• SUPPLIED PASSAGE
Good on Paper & Sixth Sense of Humor
When Good On Paper Feels Empty Inside
You’ve done everything right. You’ve clarified your values, opened your heart to new possibilities, and even followed the three-date rule. But there you are, sitting across from someone who checks all the boxes while your heart whispers “meh.”
This week’s Dear Damona question comes from Taylor who’s wrestling with a frustration that hits so many intentional daters:
“I recently met a decent man who broadly matched my goals and values, was a good communicator, reliable, etc. I went on three dates, but each time I felt like I was dragging myself. I wasn’t excited to be with him, but I pushed through because I remembered your advice on giving it three dates when there’s no chemistry to see if it will build. Upon reflection, I’ve realized sense of humor is really important to me. If a man can’t make me laugh or at least find my jokes funny, I struggle to feel a connection. But I’m worried that I’m letting decent men slip by just because they’re not funny.”
Sound familiar? Let’s talk about what happens when compatibility meets reality, and why trusting your gut doesn’t make you too picky.
(00:05:00) The Three-Date Rule Has One Big Caveat You Might Be Missing
Here’s what most people get wrong about the three-date rule: it’s not about grinding through three painful encounters because someone told you to. The magic word here is CURIOUSITY.
If you’re feeling dread about seeing someone again, if you’re checking the clock during dinner, if you feel depleted rather than energized after spending time together, you already have your answer.
“The three-date rule is if you are not curious about them after the third date, and you’ve given it those three dates to not only get to know them, but to also open up yourself,” Damona explains.
Because here’s the thing: you might not be fully yourself on date one either.
The rule exists to give both people space to get comfortable and reveal who they actually are. It’s not a prison sentence that forces you to power through misery in the name of being “open-minded.”

• YOUR OBJECTIVE
Please reproduce, word for word, the part of the dating advice piece that opens with the words containing "(00:05:00) The Three-Date" and closes with "date one either.". The material has no connection to the dating advice piece.

• RECORDS SHOWN
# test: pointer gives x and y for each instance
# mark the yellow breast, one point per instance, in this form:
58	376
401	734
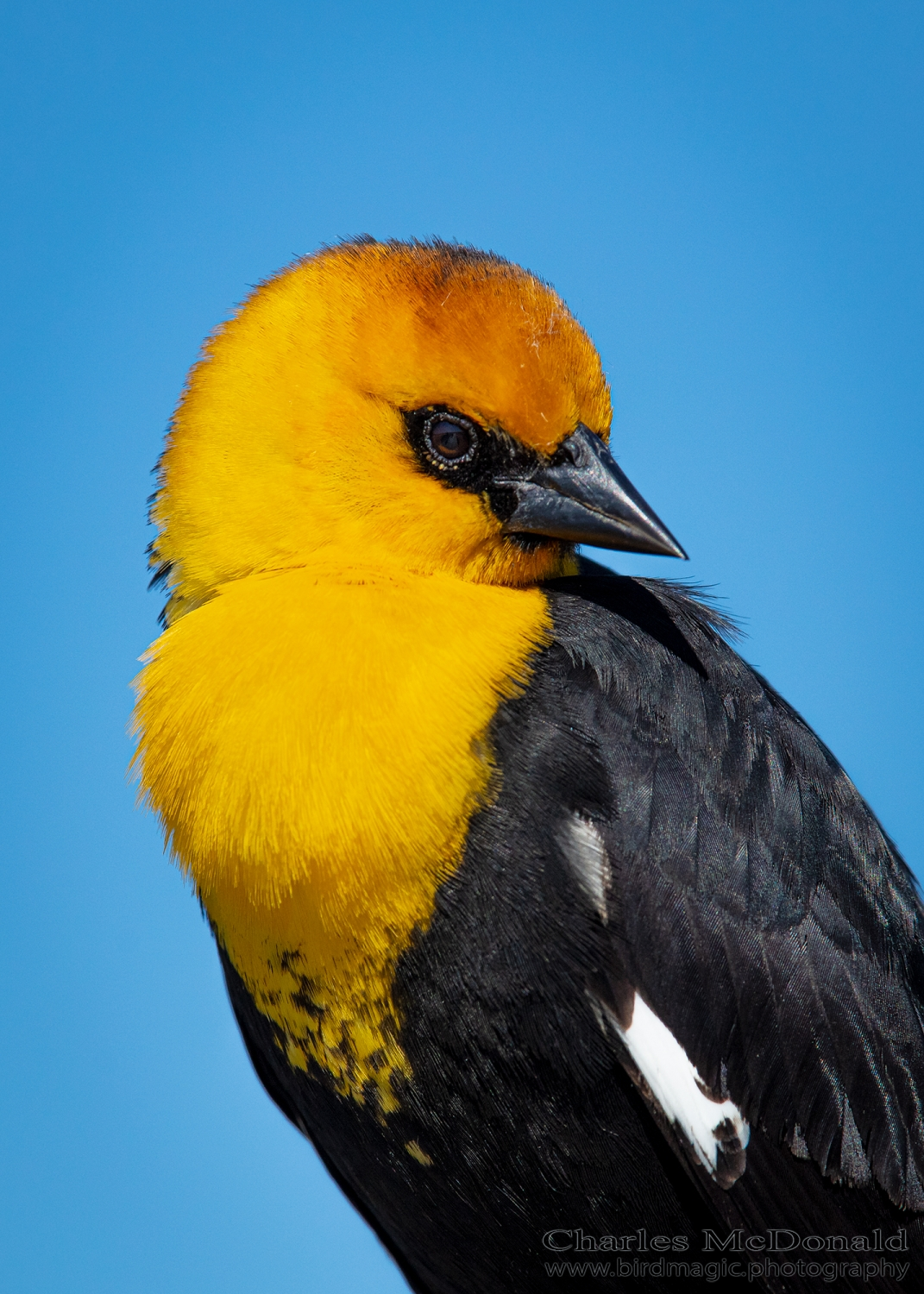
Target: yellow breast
315	744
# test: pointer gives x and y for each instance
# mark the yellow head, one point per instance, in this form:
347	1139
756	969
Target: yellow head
292	444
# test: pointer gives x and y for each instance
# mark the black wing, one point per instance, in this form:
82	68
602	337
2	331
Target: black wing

• COMPLETE ANSWER
(00:05:00) The Three-Date Rule Has One Big Caveat You Might Be Missing
Here’s what most people get wrong about the three-date rule: it’s not about grinding through three painful encounters because someone told you to. The magic word here is CURIOUSITY.
If you’re feeling dread about seeing someone again, if you’re checking the clock during dinner, if you feel depleted rather than energized after spending time together, you already have your answer.
“The three-date rule is if you are not curious about them after the third date, and you’ve given it those three dates to not only get to know them, but to also open up yourself,” Damona explains.
Because here’s the thing: you might not be fully yourself on date one either.